--- start Exercise input ---
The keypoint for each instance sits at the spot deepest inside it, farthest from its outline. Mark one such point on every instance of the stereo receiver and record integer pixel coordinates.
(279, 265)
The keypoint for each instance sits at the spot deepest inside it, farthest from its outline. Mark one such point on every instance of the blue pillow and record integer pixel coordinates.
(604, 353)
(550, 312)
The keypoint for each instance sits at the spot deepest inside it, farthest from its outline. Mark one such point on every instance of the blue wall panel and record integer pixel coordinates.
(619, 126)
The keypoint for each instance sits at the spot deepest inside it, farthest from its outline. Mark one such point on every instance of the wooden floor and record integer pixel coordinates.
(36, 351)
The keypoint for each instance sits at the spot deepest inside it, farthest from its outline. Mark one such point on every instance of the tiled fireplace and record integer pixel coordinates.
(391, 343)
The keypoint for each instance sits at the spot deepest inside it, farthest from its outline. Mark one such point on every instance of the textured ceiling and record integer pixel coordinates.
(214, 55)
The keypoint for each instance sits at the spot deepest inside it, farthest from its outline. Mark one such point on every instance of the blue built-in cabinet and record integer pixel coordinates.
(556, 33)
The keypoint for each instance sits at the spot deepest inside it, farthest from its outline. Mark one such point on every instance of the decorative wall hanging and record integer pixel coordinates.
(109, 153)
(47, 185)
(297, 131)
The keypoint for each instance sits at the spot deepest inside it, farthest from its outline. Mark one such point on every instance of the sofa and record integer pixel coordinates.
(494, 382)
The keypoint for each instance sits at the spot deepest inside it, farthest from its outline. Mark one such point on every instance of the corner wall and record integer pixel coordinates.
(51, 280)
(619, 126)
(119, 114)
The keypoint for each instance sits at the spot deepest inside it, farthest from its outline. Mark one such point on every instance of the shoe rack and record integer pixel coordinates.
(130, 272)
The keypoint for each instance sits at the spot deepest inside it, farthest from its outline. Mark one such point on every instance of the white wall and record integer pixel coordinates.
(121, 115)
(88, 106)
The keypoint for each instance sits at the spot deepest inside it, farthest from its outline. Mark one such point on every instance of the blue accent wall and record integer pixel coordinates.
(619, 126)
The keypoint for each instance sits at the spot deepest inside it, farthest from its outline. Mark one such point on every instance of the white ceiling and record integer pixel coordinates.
--- end Exercise input ---
● What is needed
Output every line of the records above as a numbered list, omitting any blank lines.

● Complete answer
1. The keypoint for each instance sits at the spot deepest inside it, farthest from its outline. Mark one such point on every instance of the stereo receiver and record integer pixel coordinates.
2. (279, 265)
3. The keypoint for each instance sits at the spot deepest inside it, farthest from its outline. Mark one such point on every instance of the blue pillow and record integer pixel coordinates.
4. (604, 353)
5. (550, 312)
6. The keypoint for each instance sits at the spot deepest inside it, farthest from its outline. Mark one such point on every instance of the blue wall panel and record integer pixel coordinates.
7. (619, 126)
8. The keypoint for each instance sits at the spot deepest inside it, farthest from its outline. Mark one such point on every instance of the wooden floor and record integer pixel coordinates.
9. (36, 351)
10. The keypoint for each instance sits at the spot deepest inside it, farthest from its outline. Mark one such point on every instance of the tiled fireplace and record integer pixel coordinates.
11. (391, 343)
12. The keypoint for each instance sits at the spot deepest inside it, farthest from its outline. Mark one such point on every instance of the textured ceiling and record integer pixel coordinates.
13. (214, 55)
14. The keypoint for each instance sits at the spot deepest inside it, farthest from its outline. Mark one such point on every instance of the blue built-in cabinet and record integer pixel coordinates.
15. (556, 33)
16. The keypoint for each instance sits at the spot deepest inside it, farthest from its outline. Mark one such point on every instance of the decorative wall hanging and record integer pixel coordinates.
17. (109, 153)
18. (47, 185)
19. (297, 131)
20. The keypoint for each instance sits at the spot deepest inside it, farthest from its outline. Mark one such point on every instance of the sofa and record integer pixel coordinates.
21. (494, 382)
22. The keypoint for each instance sits at the spot deepest inside it, farthest from its outline. Mark one such point on every instance of the corner wall and record integer pixel coordinates.
23. (51, 280)
24. (619, 126)
25. (119, 114)
26. The keypoint for each instance sits at the spot deepest inside it, farthest from its outline. Mark one such point on every instance of the shoe rack and record integer pixel coordinates.
27. (130, 272)
28. The keypoint for each instance sits at the spot deepest inside it, farthest from its outline. Mark one such point on every instance of the white wall and record integer pixel coordinates.
29. (121, 115)
30. (88, 106)
31. The keypoint for each instance sits at the spot deepest inside it, farthest from its outline. Mark one such point on every instance of the blue accent wall and record integer pixel coordinates.
32. (619, 126)
33. The keypoint for each instance sits at the spot deepest inside it, farthest from its outline. Mark one such point on every instance of the white ceiling and record integer pixel coordinates.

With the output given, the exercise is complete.